WHAT TO DO: Transcribe every entry below word for word, but skip the pictures.
☆ ☆ ☆
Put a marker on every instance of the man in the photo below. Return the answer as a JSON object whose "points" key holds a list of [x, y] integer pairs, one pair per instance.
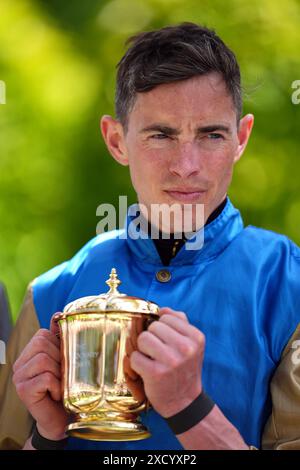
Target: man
{"points": [[232, 306]]}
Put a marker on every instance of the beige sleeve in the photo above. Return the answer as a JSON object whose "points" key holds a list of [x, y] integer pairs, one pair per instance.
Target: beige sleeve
{"points": [[15, 421], [282, 431]]}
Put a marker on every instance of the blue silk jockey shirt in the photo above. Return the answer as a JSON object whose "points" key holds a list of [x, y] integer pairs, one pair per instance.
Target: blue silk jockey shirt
{"points": [[241, 289]]}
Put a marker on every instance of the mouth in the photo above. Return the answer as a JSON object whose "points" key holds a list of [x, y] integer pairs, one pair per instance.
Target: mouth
{"points": [[185, 195]]}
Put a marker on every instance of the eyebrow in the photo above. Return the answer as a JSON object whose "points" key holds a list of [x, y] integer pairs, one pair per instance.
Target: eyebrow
{"points": [[173, 131]]}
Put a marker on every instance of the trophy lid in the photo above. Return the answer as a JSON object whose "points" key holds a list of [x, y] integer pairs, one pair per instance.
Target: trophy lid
{"points": [[112, 301]]}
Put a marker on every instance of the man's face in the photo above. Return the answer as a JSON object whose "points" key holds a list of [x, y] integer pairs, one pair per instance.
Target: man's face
{"points": [[182, 142]]}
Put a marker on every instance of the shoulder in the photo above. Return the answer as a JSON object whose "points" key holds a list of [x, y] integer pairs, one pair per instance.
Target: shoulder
{"points": [[51, 289], [269, 243]]}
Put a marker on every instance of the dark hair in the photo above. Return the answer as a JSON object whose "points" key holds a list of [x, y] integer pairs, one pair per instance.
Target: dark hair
{"points": [[171, 54]]}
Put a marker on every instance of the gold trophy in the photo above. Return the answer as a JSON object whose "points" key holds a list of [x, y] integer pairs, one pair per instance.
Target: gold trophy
{"points": [[100, 390]]}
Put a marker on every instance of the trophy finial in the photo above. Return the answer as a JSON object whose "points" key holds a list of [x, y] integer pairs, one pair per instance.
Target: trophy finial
{"points": [[113, 282]]}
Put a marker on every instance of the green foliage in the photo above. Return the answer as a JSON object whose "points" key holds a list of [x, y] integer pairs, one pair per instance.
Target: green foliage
{"points": [[58, 60]]}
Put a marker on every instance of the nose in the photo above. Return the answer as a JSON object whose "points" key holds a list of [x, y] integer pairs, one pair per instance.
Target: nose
{"points": [[185, 160]]}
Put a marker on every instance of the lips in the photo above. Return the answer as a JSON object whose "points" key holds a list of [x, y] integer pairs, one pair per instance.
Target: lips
{"points": [[185, 195]]}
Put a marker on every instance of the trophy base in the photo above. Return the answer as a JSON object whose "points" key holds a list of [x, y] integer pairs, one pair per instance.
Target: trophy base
{"points": [[108, 430]]}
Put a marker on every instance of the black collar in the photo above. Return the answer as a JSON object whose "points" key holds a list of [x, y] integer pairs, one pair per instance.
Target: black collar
{"points": [[168, 248]]}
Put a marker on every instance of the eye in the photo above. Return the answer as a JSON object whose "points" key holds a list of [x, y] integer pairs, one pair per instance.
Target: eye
{"points": [[215, 136], [159, 136]]}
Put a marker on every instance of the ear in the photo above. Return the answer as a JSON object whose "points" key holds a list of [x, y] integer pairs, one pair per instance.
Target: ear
{"points": [[244, 131], [113, 135]]}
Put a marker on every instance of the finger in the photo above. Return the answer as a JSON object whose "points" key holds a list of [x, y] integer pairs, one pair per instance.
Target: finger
{"points": [[144, 366], [153, 347], [170, 311], [166, 334], [37, 365], [128, 370], [136, 388], [39, 343], [54, 326], [182, 327], [34, 390]]}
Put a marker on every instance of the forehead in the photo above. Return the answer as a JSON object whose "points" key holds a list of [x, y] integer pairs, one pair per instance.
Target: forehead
{"points": [[198, 99]]}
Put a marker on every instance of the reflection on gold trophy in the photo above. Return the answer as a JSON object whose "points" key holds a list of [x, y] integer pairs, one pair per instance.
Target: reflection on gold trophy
{"points": [[100, 390]]}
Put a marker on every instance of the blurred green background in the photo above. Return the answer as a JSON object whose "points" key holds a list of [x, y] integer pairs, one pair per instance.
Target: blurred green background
{"points": [[58, 58]]}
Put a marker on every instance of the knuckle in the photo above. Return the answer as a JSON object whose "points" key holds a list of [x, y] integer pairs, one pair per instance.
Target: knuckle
{"points": [[38, 343], [48, 379], [142, 338], [43, 360], [173, 362], [21, 389], [153, 326], [44, 333], [188, 348]]}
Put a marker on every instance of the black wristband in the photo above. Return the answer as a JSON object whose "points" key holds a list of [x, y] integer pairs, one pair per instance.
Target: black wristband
{"points": [[192, 415], [41, 443]]}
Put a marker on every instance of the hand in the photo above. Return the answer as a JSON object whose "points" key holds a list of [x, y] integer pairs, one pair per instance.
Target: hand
{"points": [[169, 360], [37, 378]]}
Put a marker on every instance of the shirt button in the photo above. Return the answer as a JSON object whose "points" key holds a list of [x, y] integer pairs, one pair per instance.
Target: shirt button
{"points": [[163, 275]]}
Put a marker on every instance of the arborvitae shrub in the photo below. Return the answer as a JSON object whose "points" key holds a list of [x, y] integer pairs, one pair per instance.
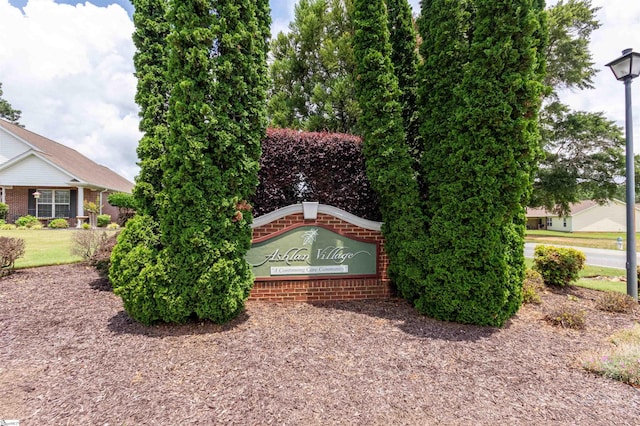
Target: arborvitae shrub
{"points": [[11, 249], [305, 166], [558, 266]]}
☆ ☆ ☆
OUTPUT BELOW:
Put a marker on every instance of the man in the photo below. Return the answer as a JSON object whose "points" key holds a list of [x, y] integer pairs, one pair per instance.
Target: man
{"points": [[232, 306]]}
Put a marker on every instance of the beige sleeve in the photo above. Return the answer as a JSON object whose "points" key holds a list of [x, y] integer pairs, one pair per instance.
Target: beige sleeve
{"points": [[15, 421], [282, 431]]}
Put a marker on every instance of the blue silk jockey shirt in the photo above. Return the answer as a JSON object whose "points" key holds a list of [x, y] integer pairs, one pair per instance.
Target: blue silk jockey shirt
{"points": [[241, 289]]}
Put a marker on every instance of the mouth in the photo above. Return the answer as a JSON object whose "points" key holds a list of [x, y] integer pairs, one pair per instance.
Target: mouth
{"points": [[185, 195]]}
Put a marker on every instance of the eyebrow in the photo above. Return the answer as a JSON object whose "points" key holds a list of [x, y] integer pairs, one pair per instance.
Target: eyebrow
{"points": [[173, 131]]}
Put a marker on every instance of the trophy lid in the photo above. Return the answer as a JSON object whose "points" key holds a list of [x, y] integer pairs, one pair per instance.
Target: trophy lid
{"points": [[112, 301]]}
Put a marker on every instance of the man's face in the photo above. Return the answer as a JSON object whose "points" key holds a list of [x, y] integer pairs, one pair per instance.
Target: man's face
{"points": [[182, 142]]}
Put a marker on every instance of the shoulder in the photo above. Return the answer as a JSON object whose "points" key holds a list of [x, y] integer pairs, one pair per instance.
Target: shoulder
{"points": [[51, 289], [269, 243]]}
Put a marker on every instance of the dark hair in the photo above. Return the answer as a JSON object whose "points" key holds a list of [x, y] integer pairs, one pair per instance.
Target: dark hair
{"points": [[171, 54]]}
Put a marker on every instance of the gold trophy in the photo above. Return the answer as a JSON object whose "points" key holds a list of [x, y] integer pairs, one pair per instance.
Target: gold trophy
{"points": [[100, 390]]}
Put a marker on every instance of the trophy finial in the photo above. Return the answer as a JSON object whose "points" key holds a list of [x, y] integer pairs, one pair per instance.
Target: trophy finial
{"points": [[113, 282]]}
Put a marker on every instance of the green foliage in the photo above. Return the answer as a JSON object whose "points" key holds a list of [x, y] integer pairs, one pair per instance.
Target: green foliage
{"points": [[58, 60]]}
Put a marker on every instance of the nose in the photo above. Return the answer as a JSON object whose "points" key holds a list of [x, y] integer pairs, one pair per instance.
Target: nose
{"points": [[185, 160]]}
Put a marker on every instance of the lips in the photo above. Return the answer as a JSON object whose "points" key holds a list of [x, y] integer pairs, one pair per instance.
Target: lips
{"points": [[185, 195]]}
Put a marker on every instance of the trophy base in the photo above. Return the answer as a JSON object whose "points" key holds a list of [x, y] integer pairs, one pair per instance.
Target: trophy base
{"points": [[108, 430]]}
Put a marker on every instance of the black collar in the photo above. Return the answer as a JSON object whose "points" key holds a list of [x, y] integer pairs, one pair per instance.
Target: black collar
{"points": [[168, 248]]}
Put a marker on every instance of the eye in the photo above. Return the answer as a JSON object whose "points" key holds a list of [x, y] integer pairs, one pair per instance.
Target: eye
{"points": [[215, 136], [159, 136]]}
Put a marker on every instance of the ear in the photo above. Return the answer as a JSON object whose "points" key holds a list of [x, y] integer pairs, one pair per instance.
Target: ear
{"points": [[244, 131], [113, 135]]}
Put a marker on every instance of the finger in the photo above. Return the answer as a JSON object whose "points" key holds a list of [x, y] integer pairs, one pair per instance.
Target: finger
{"points": [[144, 366], [153, 347], [170, 311], [166, 334], [37, 365], [128, 370], [136, 388], [39, 343], [54, 326], [182, 327], [34, 390]]}
Put a marker on every instance of the forehead in the photo above. Return the answer as a JSON object whose "points" key holds a list of [x, y] integer pairs, one pair per instance.
Target: forehead
{"points": [[198, 99]]}
Put a marker on every instance of the reflection on gold trophy in the photo above. Return the answer as a JSON object whose "points" key holds a list of [x, y] integer pairs, one pair per instance.
Target: reflection on gold trophy
{"points": [[100, 390]]}
Put a marker on every instance of the blurred green background in the photo above. Return the answer as a JSON object whose "points" key holds a list of [x, y] integer pairs, one pair per instance.
Target: blurred green background
{"points": [[58, 58]]}
Put a marker on every instance of the knuckle in the photo above. Return the answer as a JSON object whose "points" key holds a list of [x, y] integer pairs, one pair per instance.
Target: knuckle
{"points": [[38, 343], [48, 379], [142, 338], [43, 360], [173, 362], [21, 389], [153, 326], [44, 333], [188, 348]]}
Put a marker on every instance of the black wristband in the photo above. Return the answer as a JSON object whose "points" key holds a list of [x, y] integer pairs, one pair per instance.
Target: black wristband
{"points": [[192, 415], [41, 443]]}
Put a marker on every instance of the hand in the photo above. Return the answer as a JSON object whose "points" key holds a list of [x, y] integer pairs, one pair per instance.
Target: hand
{"points": [[169, 360], [37, 378]]}
Put a marker on every instance of the shirt button in the photo above. Return the answer as a JSON object whose "points" key holds a list of [x, y] integer pairs, one pair per instance.
Target: shirt button
{"points": [[163, 275]]}
Put a marker on every instance of the arborvitae shrub in the photo below. Return the answer as a JSON object whose "points" key holds a list of [x, y] integer pairs, one pair per instance.
Target: arborvitae shrub
{"points": [[11, 249], [305, 166], [558, 266]]}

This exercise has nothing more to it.